22/03/2017 10:42 AM AEDT | Updated 22/03/2017 10:50 AM AEDT

Here's something to meditate about.

Yoga pants, and other clothes made from common synthetic materials, are causing the world's oceans to fill up with minuscule pieces of plastic known as microfibers, according to a new study out of Florida.

The lead researcher on the project says she was so thrown off by the unexpected findings that she can't even accurately assess the types of risks such pollution poses at this point.

Nylon, acrylic, polyester and other materials ― which are used to make workout pants, tops, fleeces and other leisure clothing ― are all petroleum-based plastics. They're spun into tiny threads and woven together to make fabric. When people clean these clothes in a washing machine, microfibers are released and end up in wastewater treatment plants. From there, they travel to rivers, lakes and oceans.

## Stored rows
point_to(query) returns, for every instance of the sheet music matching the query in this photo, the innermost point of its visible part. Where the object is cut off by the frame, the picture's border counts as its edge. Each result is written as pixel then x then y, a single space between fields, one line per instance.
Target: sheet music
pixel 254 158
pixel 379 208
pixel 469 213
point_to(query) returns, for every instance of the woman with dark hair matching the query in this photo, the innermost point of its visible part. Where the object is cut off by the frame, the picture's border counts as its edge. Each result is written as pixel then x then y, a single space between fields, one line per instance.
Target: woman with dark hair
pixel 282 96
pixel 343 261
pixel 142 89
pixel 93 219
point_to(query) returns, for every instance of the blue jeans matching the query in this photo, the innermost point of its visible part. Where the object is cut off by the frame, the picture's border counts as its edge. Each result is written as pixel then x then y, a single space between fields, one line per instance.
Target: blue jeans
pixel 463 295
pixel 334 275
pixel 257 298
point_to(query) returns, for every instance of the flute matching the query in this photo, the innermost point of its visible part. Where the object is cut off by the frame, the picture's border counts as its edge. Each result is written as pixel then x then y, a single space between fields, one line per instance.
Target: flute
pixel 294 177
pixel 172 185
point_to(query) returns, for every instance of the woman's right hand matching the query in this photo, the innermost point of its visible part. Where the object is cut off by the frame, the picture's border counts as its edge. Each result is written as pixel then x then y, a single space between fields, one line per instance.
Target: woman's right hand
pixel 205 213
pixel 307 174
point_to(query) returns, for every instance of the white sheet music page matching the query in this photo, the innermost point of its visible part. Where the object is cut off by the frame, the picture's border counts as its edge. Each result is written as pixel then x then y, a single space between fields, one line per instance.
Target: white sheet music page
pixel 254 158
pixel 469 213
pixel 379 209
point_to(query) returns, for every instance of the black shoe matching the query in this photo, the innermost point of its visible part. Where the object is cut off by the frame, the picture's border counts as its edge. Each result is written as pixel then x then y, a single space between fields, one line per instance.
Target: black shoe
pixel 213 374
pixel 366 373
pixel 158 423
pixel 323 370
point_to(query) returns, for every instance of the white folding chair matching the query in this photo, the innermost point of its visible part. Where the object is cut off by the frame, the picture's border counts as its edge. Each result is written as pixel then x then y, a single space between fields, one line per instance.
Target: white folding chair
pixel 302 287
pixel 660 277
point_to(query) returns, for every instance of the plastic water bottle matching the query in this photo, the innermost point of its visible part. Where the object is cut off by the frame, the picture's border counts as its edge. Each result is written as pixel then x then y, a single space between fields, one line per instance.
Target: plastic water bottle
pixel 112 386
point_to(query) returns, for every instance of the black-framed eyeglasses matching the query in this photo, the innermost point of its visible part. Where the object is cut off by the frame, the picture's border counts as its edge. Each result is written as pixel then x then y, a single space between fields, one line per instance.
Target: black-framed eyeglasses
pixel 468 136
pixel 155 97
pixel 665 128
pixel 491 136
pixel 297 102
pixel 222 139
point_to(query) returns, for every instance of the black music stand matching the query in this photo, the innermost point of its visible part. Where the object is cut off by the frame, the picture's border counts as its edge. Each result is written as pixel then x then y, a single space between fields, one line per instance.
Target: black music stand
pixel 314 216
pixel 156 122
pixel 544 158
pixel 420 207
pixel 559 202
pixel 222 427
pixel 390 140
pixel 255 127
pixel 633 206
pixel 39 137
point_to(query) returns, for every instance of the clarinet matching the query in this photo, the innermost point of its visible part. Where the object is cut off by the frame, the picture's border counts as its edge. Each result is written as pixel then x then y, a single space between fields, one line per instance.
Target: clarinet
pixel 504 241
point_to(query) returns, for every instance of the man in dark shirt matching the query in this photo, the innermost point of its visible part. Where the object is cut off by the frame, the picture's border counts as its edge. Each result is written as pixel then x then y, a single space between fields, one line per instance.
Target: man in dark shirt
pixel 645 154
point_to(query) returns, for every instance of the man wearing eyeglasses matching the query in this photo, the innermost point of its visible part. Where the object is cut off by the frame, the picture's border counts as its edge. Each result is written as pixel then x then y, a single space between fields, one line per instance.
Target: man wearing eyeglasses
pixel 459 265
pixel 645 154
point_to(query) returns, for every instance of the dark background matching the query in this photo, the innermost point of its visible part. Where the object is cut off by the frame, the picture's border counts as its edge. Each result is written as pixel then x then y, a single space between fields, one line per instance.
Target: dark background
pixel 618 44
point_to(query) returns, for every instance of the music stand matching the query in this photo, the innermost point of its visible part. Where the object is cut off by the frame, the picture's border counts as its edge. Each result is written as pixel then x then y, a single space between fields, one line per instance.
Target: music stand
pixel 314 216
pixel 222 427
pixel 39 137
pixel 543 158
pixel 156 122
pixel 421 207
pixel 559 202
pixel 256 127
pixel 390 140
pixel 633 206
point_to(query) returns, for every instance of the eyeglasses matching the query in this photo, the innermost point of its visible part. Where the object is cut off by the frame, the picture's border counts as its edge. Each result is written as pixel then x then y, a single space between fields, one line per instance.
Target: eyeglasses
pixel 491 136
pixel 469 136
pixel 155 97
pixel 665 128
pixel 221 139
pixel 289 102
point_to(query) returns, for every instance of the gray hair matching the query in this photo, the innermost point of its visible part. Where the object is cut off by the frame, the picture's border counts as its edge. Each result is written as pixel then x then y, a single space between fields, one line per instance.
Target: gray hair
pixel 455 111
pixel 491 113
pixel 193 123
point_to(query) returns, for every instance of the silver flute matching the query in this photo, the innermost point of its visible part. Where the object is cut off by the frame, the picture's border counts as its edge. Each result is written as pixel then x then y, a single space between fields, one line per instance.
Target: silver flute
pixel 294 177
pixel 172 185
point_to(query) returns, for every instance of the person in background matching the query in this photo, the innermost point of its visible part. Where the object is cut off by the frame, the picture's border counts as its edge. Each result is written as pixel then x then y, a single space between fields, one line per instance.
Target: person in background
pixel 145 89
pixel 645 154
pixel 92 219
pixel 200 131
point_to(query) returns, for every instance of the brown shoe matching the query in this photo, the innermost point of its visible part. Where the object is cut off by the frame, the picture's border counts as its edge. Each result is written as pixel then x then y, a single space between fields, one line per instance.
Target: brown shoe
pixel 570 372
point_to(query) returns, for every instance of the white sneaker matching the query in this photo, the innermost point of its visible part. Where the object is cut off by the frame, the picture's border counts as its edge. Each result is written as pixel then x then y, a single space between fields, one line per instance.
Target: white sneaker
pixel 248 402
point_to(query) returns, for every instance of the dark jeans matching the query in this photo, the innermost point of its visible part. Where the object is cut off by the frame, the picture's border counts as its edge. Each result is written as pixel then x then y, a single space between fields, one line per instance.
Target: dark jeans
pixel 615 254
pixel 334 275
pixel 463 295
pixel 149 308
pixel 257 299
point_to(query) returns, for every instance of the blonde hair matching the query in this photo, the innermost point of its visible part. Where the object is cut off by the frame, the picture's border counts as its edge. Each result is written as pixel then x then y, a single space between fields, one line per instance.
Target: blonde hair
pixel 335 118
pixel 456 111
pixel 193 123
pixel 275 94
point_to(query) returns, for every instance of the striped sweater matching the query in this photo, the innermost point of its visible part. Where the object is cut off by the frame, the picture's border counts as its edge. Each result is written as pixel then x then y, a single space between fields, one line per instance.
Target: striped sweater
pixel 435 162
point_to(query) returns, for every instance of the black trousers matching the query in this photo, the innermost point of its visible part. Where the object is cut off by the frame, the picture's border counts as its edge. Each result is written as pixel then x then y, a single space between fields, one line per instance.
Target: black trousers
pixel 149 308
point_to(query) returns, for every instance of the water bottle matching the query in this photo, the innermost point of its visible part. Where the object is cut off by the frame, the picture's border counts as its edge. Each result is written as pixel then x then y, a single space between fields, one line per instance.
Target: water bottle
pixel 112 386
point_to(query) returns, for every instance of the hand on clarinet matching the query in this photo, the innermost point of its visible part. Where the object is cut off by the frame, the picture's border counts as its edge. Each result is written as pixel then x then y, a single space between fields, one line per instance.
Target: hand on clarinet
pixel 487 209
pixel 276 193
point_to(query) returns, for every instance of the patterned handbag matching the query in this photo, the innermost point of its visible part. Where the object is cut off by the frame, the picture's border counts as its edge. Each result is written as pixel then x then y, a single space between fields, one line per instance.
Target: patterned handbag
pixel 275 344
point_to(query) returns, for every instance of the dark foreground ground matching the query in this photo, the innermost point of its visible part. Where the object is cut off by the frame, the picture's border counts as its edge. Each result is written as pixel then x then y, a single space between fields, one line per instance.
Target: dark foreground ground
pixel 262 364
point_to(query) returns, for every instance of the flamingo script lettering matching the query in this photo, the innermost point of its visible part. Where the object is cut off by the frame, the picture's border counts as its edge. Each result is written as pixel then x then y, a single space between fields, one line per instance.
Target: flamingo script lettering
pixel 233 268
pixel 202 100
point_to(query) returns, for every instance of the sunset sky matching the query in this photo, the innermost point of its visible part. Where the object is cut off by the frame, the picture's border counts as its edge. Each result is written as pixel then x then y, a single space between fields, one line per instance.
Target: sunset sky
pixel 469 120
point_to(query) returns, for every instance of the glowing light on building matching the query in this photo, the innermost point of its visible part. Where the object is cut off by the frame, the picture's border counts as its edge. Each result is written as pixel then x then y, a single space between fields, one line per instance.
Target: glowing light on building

## Written task 1
Copy the part of the microfiber article starting with "The lead researcher" and going on through "at this point.".
## Written task 2
Based on the article about yoga pants and microfibers, is each statement true? Answer yes or no, and quote the words that decide it.
(a) The new study came out of Florida.
(b) Nylon and polyester are made from plants.
(c) The lead researcher can already say exactly what risks this pollution poses.
## Written task 3
Write the next part of the article on microfibers from yoga pants, continuing after its final sentence.

## Task response 1
The lead researcher on the project says she was so thrown off by the unexpected findings that she can't even accurately assess the types of risks such pollution poses at this point.

## Task response 2
(a) Yes: "according to a new study out of Florida"
(b) No: "are all petroleum-based plastics"
(c) No: "she can't even accurately assess the types of risks such pollution poses at this point"

## Task response 3
It's hard to imagine that this could be a good thing. -- Maia McGuire, University of Florida

The Florida Microplastic Awareness Project recently tested more than 950 water samples around the state, from the northeast in Jacksonville all the way down to the southern tip of Key West. Microfibers made up 83 percent of the plastics identified, more than any other type, according to Maia McGuire, sea grant extension agent at the University of Florida.

"There's cause for concern, but we're not exactly sure how much," McGuire told The Huffington Post. "Should we be alarmed rather than concerned? It's hard to imagine that this could be a good thing."

For socially conscious consumers who embrace a holistic lifestyle and might shun plastic bottles, meat and fur, the report's findings will likely be alarming.

southtownboy via Getty Images
Nylon, acrylic, polyester and other materials are all petroleum-based plastics, which are spun into tiny threads and woven together to make fabric. When they're laundered in washing machines, these clothing items release microfibers, which eventually make their way into our oceans.

While the exact risks associated with microfibers remain unknown, animals are certainly consuming them. And they're not just excreting these substances, McGuire noted. Research has shown that microfibers are getting embedded into the tissues of marine life.

"That's a little more alarming than something that's passing through the body," McGuire said.

It's also unclear how this might affect fish-eating humans.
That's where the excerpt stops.